Dataset entries
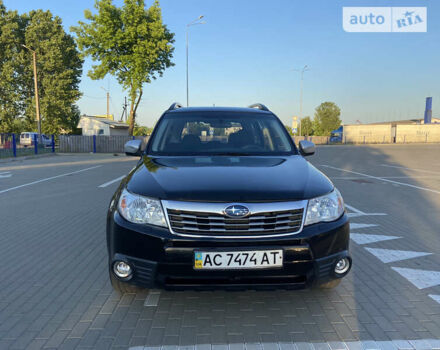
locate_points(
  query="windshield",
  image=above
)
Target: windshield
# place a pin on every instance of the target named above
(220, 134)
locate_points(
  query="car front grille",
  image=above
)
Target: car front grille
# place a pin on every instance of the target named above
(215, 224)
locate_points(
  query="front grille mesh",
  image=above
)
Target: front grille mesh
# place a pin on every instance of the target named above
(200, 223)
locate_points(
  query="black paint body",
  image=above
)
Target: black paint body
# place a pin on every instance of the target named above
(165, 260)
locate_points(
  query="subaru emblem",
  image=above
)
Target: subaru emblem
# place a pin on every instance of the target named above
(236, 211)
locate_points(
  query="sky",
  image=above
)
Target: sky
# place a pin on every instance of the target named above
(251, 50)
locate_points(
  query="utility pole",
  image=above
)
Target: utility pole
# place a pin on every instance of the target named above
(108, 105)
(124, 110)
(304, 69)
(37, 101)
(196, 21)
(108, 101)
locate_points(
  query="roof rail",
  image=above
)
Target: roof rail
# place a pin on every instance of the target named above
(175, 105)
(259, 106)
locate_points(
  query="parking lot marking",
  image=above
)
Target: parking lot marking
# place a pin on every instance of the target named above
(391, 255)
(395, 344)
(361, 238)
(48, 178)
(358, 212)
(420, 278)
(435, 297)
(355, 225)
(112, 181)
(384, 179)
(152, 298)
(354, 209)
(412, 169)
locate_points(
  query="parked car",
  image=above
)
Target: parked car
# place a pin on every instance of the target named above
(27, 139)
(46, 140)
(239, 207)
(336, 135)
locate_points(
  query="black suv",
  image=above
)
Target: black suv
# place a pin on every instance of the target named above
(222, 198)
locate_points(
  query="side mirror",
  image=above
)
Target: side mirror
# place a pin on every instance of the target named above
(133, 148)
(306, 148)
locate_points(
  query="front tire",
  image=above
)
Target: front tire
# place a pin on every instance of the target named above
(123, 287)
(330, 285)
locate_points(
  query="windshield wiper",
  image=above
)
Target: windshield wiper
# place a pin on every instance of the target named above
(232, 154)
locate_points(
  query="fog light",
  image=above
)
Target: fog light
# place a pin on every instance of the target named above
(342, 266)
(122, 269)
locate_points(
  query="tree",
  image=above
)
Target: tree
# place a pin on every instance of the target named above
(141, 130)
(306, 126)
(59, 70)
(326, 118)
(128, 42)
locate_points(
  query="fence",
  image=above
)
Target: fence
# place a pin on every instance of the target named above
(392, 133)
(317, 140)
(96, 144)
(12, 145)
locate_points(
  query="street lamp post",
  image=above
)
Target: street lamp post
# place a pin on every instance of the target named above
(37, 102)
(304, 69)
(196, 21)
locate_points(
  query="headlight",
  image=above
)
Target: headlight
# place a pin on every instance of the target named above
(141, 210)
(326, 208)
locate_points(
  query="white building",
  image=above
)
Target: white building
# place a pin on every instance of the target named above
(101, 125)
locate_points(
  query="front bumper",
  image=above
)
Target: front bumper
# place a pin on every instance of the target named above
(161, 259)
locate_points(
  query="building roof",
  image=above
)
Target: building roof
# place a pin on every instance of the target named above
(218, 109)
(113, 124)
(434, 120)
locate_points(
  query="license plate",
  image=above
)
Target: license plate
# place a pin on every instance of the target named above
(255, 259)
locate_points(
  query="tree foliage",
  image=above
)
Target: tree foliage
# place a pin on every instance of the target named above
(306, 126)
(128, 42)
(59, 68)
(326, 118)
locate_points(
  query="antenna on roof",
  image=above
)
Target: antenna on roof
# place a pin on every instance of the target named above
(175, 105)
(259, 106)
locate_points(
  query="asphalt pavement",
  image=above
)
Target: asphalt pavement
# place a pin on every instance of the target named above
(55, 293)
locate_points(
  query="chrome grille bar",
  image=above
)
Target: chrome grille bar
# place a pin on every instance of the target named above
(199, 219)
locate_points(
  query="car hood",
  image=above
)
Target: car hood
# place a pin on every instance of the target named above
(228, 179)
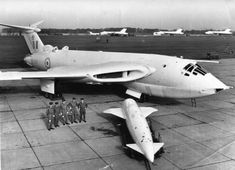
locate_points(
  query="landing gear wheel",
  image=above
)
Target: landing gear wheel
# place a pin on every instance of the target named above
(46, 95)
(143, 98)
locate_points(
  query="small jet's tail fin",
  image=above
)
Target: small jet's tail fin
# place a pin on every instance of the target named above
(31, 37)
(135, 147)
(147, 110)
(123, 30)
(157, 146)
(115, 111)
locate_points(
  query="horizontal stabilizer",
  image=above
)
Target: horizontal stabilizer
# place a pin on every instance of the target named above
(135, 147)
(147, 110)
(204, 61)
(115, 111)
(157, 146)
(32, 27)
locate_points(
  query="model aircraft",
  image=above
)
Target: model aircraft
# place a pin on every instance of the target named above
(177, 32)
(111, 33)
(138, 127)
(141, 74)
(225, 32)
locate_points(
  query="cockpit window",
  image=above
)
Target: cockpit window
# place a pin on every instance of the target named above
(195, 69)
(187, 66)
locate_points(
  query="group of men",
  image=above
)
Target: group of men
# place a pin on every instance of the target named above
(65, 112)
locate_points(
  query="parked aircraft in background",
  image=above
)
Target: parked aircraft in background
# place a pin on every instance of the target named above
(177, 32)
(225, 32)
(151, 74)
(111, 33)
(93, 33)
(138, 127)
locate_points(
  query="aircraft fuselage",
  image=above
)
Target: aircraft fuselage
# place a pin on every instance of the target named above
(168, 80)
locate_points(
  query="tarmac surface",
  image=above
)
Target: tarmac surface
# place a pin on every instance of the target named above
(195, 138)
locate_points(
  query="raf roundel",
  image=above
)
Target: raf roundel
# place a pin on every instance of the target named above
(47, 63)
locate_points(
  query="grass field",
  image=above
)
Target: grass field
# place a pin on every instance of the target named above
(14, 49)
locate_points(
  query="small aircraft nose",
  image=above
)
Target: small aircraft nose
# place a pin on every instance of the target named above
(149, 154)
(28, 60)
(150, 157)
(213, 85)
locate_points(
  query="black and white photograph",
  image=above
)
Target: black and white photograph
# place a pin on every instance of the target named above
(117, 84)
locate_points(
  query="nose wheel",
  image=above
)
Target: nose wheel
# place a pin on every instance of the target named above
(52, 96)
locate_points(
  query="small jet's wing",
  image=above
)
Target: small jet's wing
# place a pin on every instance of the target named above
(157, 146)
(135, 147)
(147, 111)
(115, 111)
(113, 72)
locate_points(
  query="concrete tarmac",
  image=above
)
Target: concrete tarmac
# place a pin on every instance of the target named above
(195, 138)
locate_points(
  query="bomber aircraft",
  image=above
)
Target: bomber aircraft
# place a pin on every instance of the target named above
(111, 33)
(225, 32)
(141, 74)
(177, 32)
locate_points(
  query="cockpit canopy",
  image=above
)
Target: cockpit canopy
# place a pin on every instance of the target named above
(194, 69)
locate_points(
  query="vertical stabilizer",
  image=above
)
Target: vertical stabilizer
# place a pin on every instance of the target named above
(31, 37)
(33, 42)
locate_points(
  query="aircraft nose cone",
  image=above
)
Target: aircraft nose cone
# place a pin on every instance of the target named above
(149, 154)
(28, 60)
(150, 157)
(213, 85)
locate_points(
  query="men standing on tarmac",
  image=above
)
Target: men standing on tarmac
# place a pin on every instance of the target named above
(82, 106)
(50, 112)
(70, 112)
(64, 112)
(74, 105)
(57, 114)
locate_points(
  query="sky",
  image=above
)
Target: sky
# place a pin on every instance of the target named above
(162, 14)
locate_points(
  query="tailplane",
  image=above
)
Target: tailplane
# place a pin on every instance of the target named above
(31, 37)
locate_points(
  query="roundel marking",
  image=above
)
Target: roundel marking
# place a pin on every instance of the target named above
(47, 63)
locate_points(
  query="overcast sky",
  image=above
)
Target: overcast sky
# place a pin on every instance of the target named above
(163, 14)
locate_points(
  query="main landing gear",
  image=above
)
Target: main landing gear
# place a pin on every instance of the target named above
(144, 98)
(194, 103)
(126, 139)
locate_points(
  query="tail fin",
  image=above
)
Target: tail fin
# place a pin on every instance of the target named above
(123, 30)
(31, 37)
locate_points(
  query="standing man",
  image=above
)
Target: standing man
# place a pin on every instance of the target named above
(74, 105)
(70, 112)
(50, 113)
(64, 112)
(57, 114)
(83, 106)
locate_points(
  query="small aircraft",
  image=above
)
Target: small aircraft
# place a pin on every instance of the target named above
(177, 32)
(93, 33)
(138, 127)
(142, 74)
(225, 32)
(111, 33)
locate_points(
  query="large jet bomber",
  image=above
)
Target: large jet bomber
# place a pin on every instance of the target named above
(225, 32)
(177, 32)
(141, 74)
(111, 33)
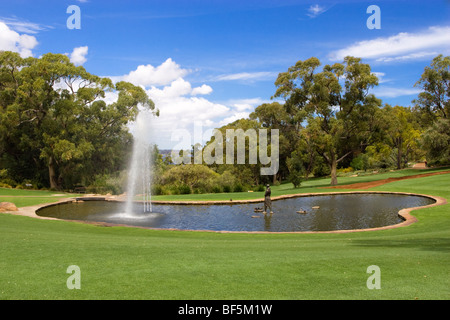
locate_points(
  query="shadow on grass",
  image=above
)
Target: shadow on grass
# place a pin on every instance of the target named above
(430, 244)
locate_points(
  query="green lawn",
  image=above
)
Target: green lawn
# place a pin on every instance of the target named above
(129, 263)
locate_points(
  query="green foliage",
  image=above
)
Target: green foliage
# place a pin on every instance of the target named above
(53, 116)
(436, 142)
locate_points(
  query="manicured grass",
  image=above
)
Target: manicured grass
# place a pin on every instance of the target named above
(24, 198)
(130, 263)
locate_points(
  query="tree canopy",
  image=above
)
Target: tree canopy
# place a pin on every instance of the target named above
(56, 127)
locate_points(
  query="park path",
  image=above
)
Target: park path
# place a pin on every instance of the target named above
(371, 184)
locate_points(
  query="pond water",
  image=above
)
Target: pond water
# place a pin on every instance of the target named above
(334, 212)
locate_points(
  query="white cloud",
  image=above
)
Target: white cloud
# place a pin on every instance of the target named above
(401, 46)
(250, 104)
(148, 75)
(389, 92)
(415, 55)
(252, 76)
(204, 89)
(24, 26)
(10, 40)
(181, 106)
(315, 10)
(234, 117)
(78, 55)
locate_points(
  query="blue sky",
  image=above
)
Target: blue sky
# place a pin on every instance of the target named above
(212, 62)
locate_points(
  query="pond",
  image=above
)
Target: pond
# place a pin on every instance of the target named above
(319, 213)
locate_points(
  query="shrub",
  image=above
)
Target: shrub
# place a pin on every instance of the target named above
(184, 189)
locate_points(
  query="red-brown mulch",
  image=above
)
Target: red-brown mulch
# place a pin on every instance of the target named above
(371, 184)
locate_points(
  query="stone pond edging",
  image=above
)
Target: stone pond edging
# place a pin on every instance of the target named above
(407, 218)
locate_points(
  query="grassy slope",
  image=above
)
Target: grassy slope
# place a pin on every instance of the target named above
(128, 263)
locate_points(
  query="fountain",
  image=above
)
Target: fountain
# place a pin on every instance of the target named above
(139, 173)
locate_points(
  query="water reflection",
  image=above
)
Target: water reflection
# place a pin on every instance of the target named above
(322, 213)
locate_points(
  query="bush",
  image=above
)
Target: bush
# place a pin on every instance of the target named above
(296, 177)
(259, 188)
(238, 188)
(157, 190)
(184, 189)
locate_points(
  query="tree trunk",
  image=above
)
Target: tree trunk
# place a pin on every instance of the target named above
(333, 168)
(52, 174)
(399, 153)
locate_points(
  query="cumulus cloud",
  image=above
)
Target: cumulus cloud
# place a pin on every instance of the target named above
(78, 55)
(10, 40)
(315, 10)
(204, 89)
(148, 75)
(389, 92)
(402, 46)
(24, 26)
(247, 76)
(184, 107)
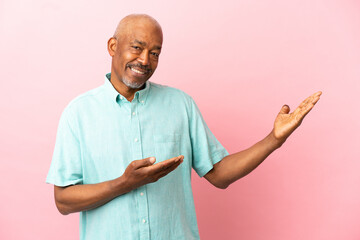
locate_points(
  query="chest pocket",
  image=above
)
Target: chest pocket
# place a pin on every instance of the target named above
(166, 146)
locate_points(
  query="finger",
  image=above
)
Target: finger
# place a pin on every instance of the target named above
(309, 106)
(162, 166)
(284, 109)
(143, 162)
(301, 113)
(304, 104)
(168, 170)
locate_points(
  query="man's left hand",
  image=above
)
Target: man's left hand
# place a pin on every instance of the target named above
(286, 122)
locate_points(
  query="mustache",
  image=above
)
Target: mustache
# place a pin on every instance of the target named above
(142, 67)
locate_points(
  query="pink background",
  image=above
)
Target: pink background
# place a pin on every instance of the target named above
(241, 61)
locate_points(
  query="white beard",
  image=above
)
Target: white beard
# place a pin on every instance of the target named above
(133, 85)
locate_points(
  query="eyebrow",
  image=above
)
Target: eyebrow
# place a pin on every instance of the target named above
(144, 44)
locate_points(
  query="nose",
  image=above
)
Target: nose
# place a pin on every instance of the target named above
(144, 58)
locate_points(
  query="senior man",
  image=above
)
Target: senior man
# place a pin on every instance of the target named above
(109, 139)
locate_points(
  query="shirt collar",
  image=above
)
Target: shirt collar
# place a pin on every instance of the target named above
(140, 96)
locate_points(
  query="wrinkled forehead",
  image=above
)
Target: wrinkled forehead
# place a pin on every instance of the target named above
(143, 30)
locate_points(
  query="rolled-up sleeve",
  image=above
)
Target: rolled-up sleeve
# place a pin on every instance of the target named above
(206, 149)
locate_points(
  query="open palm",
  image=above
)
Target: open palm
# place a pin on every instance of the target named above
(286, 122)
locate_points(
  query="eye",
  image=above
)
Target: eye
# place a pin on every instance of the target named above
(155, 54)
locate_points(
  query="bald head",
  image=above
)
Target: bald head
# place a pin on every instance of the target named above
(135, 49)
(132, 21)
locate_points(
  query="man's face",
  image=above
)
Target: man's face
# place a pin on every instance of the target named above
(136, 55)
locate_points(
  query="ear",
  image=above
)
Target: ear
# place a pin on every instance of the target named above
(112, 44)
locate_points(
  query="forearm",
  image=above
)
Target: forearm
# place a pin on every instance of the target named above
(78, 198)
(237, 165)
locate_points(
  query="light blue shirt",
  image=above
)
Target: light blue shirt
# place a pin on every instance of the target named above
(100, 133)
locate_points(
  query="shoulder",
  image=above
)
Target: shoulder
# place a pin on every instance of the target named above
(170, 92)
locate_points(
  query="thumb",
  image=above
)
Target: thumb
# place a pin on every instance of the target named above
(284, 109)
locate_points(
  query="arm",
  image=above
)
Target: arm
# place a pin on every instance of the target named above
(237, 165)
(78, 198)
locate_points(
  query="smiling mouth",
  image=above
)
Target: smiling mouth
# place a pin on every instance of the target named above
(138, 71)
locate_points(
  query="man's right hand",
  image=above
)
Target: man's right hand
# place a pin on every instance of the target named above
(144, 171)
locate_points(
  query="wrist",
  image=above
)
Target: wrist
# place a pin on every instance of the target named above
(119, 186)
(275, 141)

Set task
Pick out every line of the items above that contains the word "overcast" and copy each one out in full. Case counts.

Right answer
  query="overcast sky",
Target: overcast sky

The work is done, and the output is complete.